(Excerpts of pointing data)
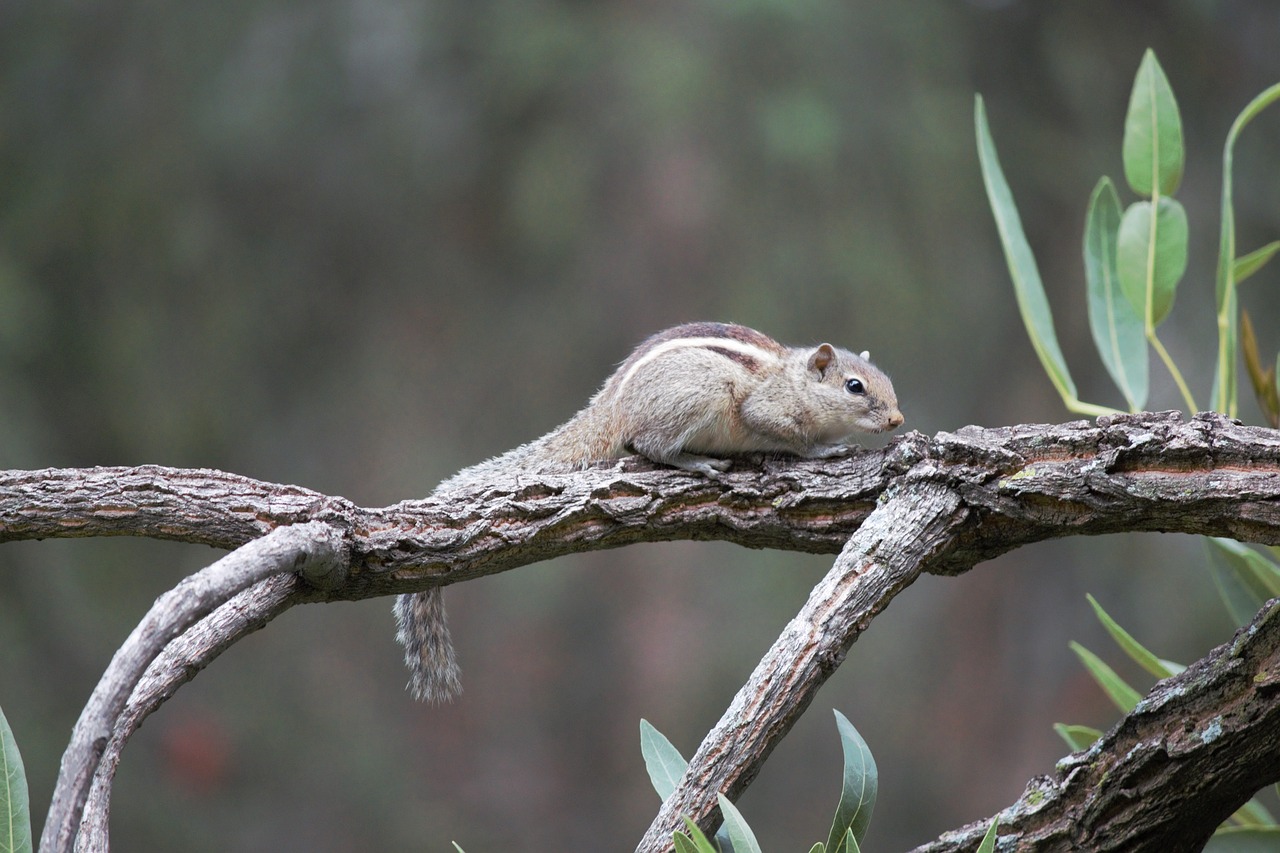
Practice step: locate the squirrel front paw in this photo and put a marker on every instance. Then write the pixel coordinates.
(828, 451)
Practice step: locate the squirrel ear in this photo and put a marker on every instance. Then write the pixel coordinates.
(822, 357)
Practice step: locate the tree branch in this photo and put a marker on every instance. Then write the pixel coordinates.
(1196, 749)
(881, 560)
(311, 550)
(936, 505)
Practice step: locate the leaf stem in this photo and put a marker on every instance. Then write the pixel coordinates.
(1174, 372)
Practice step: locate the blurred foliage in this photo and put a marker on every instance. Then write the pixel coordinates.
(360, 243)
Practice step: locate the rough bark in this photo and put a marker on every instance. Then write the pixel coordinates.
(922, 505)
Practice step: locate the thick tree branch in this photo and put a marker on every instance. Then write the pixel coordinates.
(936, 505)
(881, 560)
(311, 550)
(1196, 749)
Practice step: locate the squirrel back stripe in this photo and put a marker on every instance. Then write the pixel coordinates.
(748, 355)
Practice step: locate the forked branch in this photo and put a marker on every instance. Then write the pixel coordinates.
(922, 505)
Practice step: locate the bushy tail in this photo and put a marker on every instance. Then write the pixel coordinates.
(423, 630)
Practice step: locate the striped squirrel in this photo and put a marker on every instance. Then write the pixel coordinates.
(689, 396)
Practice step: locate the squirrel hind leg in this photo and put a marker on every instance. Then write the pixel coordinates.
(671, 454)
(423, 630)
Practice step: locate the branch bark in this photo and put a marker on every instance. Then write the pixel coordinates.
(937, 505)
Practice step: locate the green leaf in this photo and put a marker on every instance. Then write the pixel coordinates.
(1136, 651)
(1244, 576)
(1224, 372)
(1116, 324)
(1152, 133)
(685, 844)
(1028, 288)
(1246, 839)
(988, 840)
(858, 793)
(1253, 261)
(1078, 738)
(1120, 693)
(1253, 813)
(1264, 381)
(695, 839)
(14, 801)
(739, 833)
(662, 760)
(1148, 276)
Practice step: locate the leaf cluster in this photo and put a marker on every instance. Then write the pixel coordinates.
(1136, 256)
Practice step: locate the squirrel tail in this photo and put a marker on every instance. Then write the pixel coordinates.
(423, 630)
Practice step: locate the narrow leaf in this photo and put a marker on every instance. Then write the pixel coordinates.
(1264, 381)
(1152, 133)
(695, 836)
(1151, 258)
(1248, 839)
(662, 760)
(1028, 288)
(1224, 370)
(1253, 813)
(1116, 324)
(859, 789)
(685, 844)
(1136, 651)
(739, 833)
(1119, 692)
(14, 799)
(1078, 738)
(988, 840)
(1244, 576)
(1253, 261)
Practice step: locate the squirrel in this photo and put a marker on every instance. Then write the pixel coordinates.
(689, 397)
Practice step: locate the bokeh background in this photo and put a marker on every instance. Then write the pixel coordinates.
(356, 245)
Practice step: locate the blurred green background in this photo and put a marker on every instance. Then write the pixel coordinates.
(356, 245)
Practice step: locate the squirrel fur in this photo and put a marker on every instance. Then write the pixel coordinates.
(689, 397)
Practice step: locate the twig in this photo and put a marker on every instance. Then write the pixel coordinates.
(881, 560)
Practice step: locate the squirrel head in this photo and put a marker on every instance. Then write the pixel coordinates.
(850, 395)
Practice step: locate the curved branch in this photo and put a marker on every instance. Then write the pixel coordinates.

### [Task prompt]
Every record above must be given again exactly; drop the pictures.

### [Reply]
Practice step: locate the squirrel front paw in this photo and put a marker on every instance. Then write the pixel coordinates.
(828, 451)
Practice step: locate the squirrel ear in this photo and put a marker on every instance. Then write the pixel coordinates.
(822, 357)
Practice step: locate the tree branch in this photo and put a marker on every instance. Then write the pixel coordinates.
(1196, 749)
(881, 560)
(311, 550)
(936, 505)
Practice step: locate the leaf stem in this photo and put a marker on every instance. Then write the pixel coordinates.
(1174, 372)
Practice step: locate the blurred foliage in this photo and put a marker on every instance. Then write the pixel coordinates.
(360, 243)
Practice step: locate the rough bark in this photo and put a marker on every instance. Then write the pixel coordinates.
(922, 505)
Practice step: locate the thick tree branch in this photo and put a marker on every instance. Then write the pixel coordinates.
(936, 505)
(881, 560)
(311, 550)
(1196, 749)
Practice step: locate the squirrel back stripe in this photo and put a marker on every instance. Then write the pixel coordinates.
(748, 355)
Practice step: locate the forked branch in this photo and put a marker on every instance. Then write the pixel coordinates.
(922, 505)
Practice step: locate the bushy tail in this photo and put a marker on every instance. Then write the pixel coordinates.
(423, 630)
Practice step: locate the striped squirrel in this photo and put a marker on every instance. Then write the pixel coordinates.
(689, 396)
Practice step: locate the squirrel hind leg in this photo and put a marker on every instance. Then write the pixel coordinates.
(671, 454)
(423, 630)
Practice step: locate the branch bark in this photo and put a marker on every instance. Then write the pixel coordinates.
(937, 505)
Practice step: locate the green leaf in this photo and put a marker on every instance. Then write the pixel coordinates.
(1136, 651)
(1244, 576)
(1224, 372)
(1116, 324)
(1152, 133)
(685, 844)
(1028, 288)
(1246, 839)
(988, 840)
(858, 793)
(1253, 261)
(1078, 738)
(1120, 693)
(1253, 813)
(1264, 381)
(695, 839)
(14, 801)
(739, 833)
(662, 760)
(1148, 276)
Practice step: locate the leaf cluster in this photo and put a marker on every instance. Then write the pixel coordinates.
(1136, 256)
Practice step: locate the squirrel tail in this photo and put a marker on every instance. Then write the pixel coordinates.
(423, 630)
Practice step: locate the narrow leaf in this photo and put a marker on every instance. Then write the pixel coordinates.
(1264, 381)
(1152, 133)
(695, 836)
(1151, 258)
(1248, 839)
(662, 760)
(1028, 288)
(1224, 370)
(1253, 813)
(1116, 324)
(859, 789)
(685, 844)
(1136, 651)
(739, 833)
(1119, 692)
(14, 799)
(1078, 738)
(988, 840)
(1244, 576)
(1253, 261)
Practice step: locate the squirrel in this photo and put a marker on every instance. Then write the pixel coordinates.
(689, 397)
Practice step: locate the bokeh background in this photo and put a marker on every instance. Then write the pixel coordinates.
(356, 245)
Practice step: locate the blurred green background in this photo and put a marker on every instance. Then write the pixel coordinates.
(356, 245)
Practice step: locate the squirrel fur in this photo and put a marker on every instance. Then write the pixel coordinates.
(689, 397)
Practice step: locate the twig in this photo and put a marker on every instance. Then write the pixel coordinates.
(881, 560)
Practice step: locate the squirrel head in this photo and put a marker on every instance. Then write the pixel coordinates.
(850, 395)
Practice step: locate the curved branch in this photo and put a marker on every instance. Then write the pixel coordinates.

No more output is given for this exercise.